----- DOCUMENT TEXT -----

The regulatory actions described above have also prompted state and federal legislation that will affect our operations. In August 2009, the Federal Reserve issued regulations to implement provisions of the Higher Education Opportunity Act. The regulations revised the number, timing, and content of disclosures required for private education loans by TILA and the Federal Reserve’s implementing regulation for TILA, Regulation Z. Under the regulations, private education loan creditors are now required to provide disclosures about loan terms and features on or with the loan application and are also required to disclose information about federal education loan programs that may offer less costly alternatives to private education loans. Additional disclosures must be provided when the loan is approved and after loan acceptance but prior to loan disbursement. Compliance with the new regulations became mandatory in February 2010. In addition, in December 2009, the Federal Reserve and the FTC announced final rules to implement the risk-based pricing provisions of the Fair and Accurate Credit Transactions Act of 2003. The final rules will generally require that lenders provide disclosures to certain consumers if credit is offered to them on less favorable terms than those offered by the lender to other consumers. Compliance with the disclosure requirements is mandatory as of January 1, 2011.

Violations of the laws or regulations governing our operations, or the operations of our clients, could result in the imposition of civil or criminal penalties, the cancellation of our contracts to provide services or our exclusion from participating in private education loan programs. These penalties or exclusions, were they to occur, would negatively impair our business reputation and ability to operate our business. In addition, the loan assets held by securitization trusts that we have structured could be adversely impacted by violation of tax or consumer protection laws. In such event, the value of our residual interests or asset servicing fees could also be adversely impacted. In some cases, such violations may render the loan assets unenforceable.

-----

**EXERCISE SET**
1. According to the passage on education loan regulation, in what month and year did compliance with the Federal Reserve's Higher Education Opportunity Act regulations become mandatory?
2. Reproduce the passage on education loan regulation word for word, starting at "Violations of the" and ending at "loan assets unenforceable.".
The data has no connection to the passage on education loan regulation.

----- EXTRACTED MATERIAL -----

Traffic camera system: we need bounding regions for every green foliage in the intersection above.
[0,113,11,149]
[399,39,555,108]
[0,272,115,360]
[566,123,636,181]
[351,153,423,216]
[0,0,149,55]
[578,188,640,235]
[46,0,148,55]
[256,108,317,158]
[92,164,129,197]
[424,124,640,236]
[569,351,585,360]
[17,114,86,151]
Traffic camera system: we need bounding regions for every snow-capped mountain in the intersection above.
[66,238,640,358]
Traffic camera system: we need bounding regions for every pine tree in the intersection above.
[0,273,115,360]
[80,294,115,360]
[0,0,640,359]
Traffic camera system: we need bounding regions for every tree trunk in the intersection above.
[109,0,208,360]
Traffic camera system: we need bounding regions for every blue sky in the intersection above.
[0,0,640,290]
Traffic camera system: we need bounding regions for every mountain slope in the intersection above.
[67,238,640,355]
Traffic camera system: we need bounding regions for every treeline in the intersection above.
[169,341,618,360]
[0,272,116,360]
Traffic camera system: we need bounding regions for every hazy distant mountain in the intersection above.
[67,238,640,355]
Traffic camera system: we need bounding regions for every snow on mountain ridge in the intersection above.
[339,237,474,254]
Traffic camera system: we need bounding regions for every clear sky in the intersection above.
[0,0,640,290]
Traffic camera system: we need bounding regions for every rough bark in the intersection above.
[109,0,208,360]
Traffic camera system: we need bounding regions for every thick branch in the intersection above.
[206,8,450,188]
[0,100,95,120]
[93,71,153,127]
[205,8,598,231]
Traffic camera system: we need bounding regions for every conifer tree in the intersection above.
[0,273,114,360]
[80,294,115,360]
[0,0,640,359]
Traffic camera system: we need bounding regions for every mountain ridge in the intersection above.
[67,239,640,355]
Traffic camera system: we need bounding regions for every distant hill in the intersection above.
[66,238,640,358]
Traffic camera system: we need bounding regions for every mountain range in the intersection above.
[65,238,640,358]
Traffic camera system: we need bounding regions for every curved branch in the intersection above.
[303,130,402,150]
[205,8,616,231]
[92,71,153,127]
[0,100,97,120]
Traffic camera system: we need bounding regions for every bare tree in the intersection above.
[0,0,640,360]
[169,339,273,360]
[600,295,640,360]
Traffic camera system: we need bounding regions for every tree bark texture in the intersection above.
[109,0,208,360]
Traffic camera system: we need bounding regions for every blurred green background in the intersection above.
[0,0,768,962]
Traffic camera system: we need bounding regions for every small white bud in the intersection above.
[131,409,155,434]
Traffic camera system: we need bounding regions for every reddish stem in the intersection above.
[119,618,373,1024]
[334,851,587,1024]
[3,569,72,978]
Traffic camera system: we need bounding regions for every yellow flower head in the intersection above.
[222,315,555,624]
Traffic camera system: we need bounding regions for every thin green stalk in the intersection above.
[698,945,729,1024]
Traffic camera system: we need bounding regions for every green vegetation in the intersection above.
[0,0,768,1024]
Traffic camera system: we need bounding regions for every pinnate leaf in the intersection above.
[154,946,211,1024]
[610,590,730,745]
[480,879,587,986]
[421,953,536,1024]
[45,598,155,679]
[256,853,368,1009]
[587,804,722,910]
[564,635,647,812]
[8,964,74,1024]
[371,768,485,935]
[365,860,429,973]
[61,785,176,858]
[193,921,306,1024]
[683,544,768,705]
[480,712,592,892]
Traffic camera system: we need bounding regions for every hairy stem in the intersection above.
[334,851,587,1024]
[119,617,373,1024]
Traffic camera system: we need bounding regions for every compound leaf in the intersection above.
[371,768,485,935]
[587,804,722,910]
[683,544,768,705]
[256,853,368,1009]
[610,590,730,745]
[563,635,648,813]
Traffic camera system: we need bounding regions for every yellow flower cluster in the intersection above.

-----

**SOLUTIONS FOR EACH TASK**
1. February 2010.

2.
Violations of the laws or regulations governing our operations, or the operations of our clients, could result in the imposition of civil or criminal penalties, the cancellation of our contracts to provide services or our exclusion from participating in private education loan programs. These penalties or exclusions, were they to occur, would negatively impair our business reputation and ability to operate our business. In addition, the loan assets held by securitization trusts that we have structured could be adversely impacted by violation of tax or consumer protection laws. In such event, the value of our residual interests or asset servicing fees could also be adversely impacted. In some cases, such violations may render the loan assets unenforceable.